[TO DO]
Begin at the line containing "pixel 125 246" in the entries below and end at the line containing "pixel 319 107"; transcribe that range exactly and nothing outside it.

(Excerpts from a dataset)
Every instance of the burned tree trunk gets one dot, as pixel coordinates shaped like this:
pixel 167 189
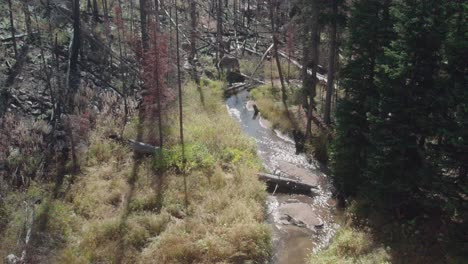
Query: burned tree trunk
pixel 310 82
pixel 73 74
pixel 144 25
pixel 331 64
pixel 275 49
pixel 12 28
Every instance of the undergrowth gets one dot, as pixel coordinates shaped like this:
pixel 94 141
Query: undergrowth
pixel 135 213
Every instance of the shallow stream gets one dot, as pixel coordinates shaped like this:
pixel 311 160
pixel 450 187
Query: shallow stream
pixel 293 242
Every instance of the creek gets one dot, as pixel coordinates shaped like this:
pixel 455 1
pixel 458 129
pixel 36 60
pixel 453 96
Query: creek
pixel 302 224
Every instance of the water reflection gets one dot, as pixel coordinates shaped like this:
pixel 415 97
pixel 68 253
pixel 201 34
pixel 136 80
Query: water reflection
pixel 292 244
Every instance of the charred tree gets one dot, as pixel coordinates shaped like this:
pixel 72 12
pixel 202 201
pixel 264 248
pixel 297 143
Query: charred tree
pixel 331 63
pixel 12 28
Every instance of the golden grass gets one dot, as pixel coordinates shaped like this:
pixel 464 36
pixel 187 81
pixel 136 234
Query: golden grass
pixel 352 246
pixel 142 218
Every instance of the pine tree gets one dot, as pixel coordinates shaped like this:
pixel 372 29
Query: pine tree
pixel 370 29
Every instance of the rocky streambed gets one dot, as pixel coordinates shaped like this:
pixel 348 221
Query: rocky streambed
pixel 302 223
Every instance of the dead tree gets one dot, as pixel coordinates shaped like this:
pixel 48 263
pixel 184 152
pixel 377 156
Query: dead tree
pixel 95 11
pixel 219 31
pixel 12 28
pixel 144 25
pixel 193 48
pixel 273 4
pixel 310 81
pixel 331 64
pixel 27 18
pixel 73 75
pixel 181 115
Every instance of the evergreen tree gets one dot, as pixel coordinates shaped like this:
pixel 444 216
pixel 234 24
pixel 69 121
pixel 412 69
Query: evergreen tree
pixel 370 30
pixel 406 113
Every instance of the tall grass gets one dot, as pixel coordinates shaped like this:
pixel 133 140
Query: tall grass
pixel 144 220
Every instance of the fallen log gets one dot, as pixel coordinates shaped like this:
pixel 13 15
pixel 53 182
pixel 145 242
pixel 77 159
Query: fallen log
pixel 286 183
pixel 136 146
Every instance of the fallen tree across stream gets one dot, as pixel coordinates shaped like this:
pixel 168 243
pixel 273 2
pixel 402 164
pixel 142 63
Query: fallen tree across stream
pixel 287 183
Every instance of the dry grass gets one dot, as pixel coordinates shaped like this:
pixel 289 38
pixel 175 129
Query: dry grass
pixel 144 221
pixel 352 246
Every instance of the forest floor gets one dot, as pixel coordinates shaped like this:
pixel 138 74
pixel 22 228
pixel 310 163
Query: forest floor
pixel 365 235
pixel 120 209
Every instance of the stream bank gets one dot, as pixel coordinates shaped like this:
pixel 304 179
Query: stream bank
pixel 302 224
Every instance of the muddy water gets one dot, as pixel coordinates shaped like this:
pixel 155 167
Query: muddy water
pixel 292 243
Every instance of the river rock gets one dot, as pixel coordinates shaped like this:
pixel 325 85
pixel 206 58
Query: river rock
pixel 299 214
pixel 293 171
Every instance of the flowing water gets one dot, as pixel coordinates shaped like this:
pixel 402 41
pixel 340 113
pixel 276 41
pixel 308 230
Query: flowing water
pixel 292 244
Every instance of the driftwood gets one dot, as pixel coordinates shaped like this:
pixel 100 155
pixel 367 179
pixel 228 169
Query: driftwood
pixel 286 183
pixel 253 79
pixel 136 146
pixel 236 88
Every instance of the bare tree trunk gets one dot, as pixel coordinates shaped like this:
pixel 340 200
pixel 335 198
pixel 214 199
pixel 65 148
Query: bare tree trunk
pixel 193 48
pixel 95 11
pixel 275 49
pixel 219 29
pixel 157 65
pixel 27 18
pixel 331 64
pixel 12 28
pixel 311 81
pixel 144 25
pixel 73 75
pixel 181 112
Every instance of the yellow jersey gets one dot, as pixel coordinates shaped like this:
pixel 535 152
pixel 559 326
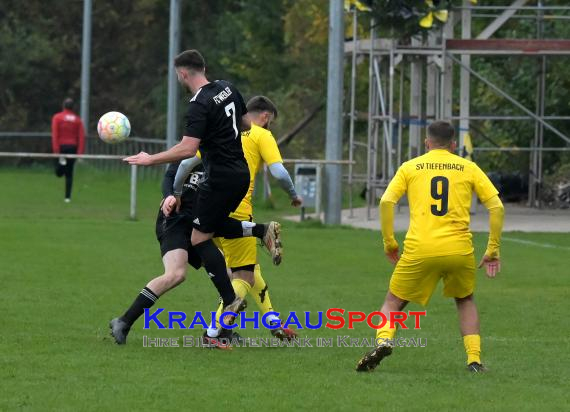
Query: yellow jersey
pixel 259 146
pixel 440 187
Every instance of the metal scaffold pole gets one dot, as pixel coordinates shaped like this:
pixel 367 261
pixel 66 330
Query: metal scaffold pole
pixel 334 112
pixel 352 115
pixel 86 62
pixel 173 46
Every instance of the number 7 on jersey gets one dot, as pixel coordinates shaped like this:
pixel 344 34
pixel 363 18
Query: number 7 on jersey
pixel 231 111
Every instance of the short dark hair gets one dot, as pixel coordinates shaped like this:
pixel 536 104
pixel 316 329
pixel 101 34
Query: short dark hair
pixel 442 133
pixel 68 103
pixel 190 59
pixel 261 104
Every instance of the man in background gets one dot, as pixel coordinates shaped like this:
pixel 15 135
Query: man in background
pixel 67 137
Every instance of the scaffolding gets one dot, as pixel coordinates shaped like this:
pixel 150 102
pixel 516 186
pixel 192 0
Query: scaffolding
pixel 429 66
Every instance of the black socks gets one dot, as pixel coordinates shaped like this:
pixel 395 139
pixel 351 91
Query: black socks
pixel 144 300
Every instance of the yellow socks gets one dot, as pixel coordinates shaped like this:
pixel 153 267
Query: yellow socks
pixel 472 348
pixel 260 293
pixel 386 332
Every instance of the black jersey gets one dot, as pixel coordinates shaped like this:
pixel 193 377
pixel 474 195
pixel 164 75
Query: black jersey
pixel 188 190
pixel 214 116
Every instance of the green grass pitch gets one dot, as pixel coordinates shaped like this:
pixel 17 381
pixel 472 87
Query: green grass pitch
pixel 66 269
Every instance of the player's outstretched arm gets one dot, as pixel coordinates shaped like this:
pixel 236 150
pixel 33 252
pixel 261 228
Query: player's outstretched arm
pixel 391 247
pixel 279 172
pixel 183 150
pixel 491 259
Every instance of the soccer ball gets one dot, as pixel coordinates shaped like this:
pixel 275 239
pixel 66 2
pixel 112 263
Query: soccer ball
pixel 113 127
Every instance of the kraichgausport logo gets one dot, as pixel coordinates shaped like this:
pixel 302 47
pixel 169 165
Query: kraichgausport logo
pixel 335 319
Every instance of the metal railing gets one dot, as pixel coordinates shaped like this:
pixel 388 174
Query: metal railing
pixel 95 148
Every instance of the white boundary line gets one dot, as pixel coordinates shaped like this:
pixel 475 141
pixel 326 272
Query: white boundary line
pixel 531 243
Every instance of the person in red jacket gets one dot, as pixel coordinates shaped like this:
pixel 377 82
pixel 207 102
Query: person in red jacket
pixel 67 137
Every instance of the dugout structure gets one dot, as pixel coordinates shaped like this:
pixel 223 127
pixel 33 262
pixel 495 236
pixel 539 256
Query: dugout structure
pixel 429 66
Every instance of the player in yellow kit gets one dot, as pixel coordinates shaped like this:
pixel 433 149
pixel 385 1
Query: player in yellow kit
pixel 439 186
pixel 259 147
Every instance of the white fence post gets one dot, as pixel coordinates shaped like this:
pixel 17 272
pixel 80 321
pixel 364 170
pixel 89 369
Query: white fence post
pixel 133 214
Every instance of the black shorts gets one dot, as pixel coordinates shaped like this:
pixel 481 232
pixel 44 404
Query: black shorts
pixel 173 232
pixel 215 202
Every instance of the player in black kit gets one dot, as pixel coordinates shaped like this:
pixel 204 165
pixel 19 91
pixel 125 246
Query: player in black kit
pixel 173 230
pixel 214 121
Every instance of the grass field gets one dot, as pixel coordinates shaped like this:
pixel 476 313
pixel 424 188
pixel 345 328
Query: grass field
pixel 66 269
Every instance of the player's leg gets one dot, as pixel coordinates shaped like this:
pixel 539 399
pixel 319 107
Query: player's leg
pixel 241 277
pixel 459 283
pixel 260 293
pixel 216 267
pixel 172 234
pixel 413 280
pixel 175 262
pixel 469 326
pixel 268 233
pixel 69 178
pixel 384 335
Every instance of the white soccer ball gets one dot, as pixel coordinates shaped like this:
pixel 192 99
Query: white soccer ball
pixel 113 127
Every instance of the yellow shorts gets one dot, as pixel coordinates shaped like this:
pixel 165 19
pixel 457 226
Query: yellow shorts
pixel 415 280
pixel 239 252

[TASK RESULT]
pixel 125 246
Query: player in black kit
pixel 173 230
pixel 214 121
Every instance of the grass field gets one dot, as pixel coordinates shaped like this:
pixel 476 313
pixel 424 188
pixel 345 328
Query: grass field
pixel 66 269
Every instance of the player's leg gets one dot, as pixel coordinates shaped like this:
pixel 539 399
pixel 319 107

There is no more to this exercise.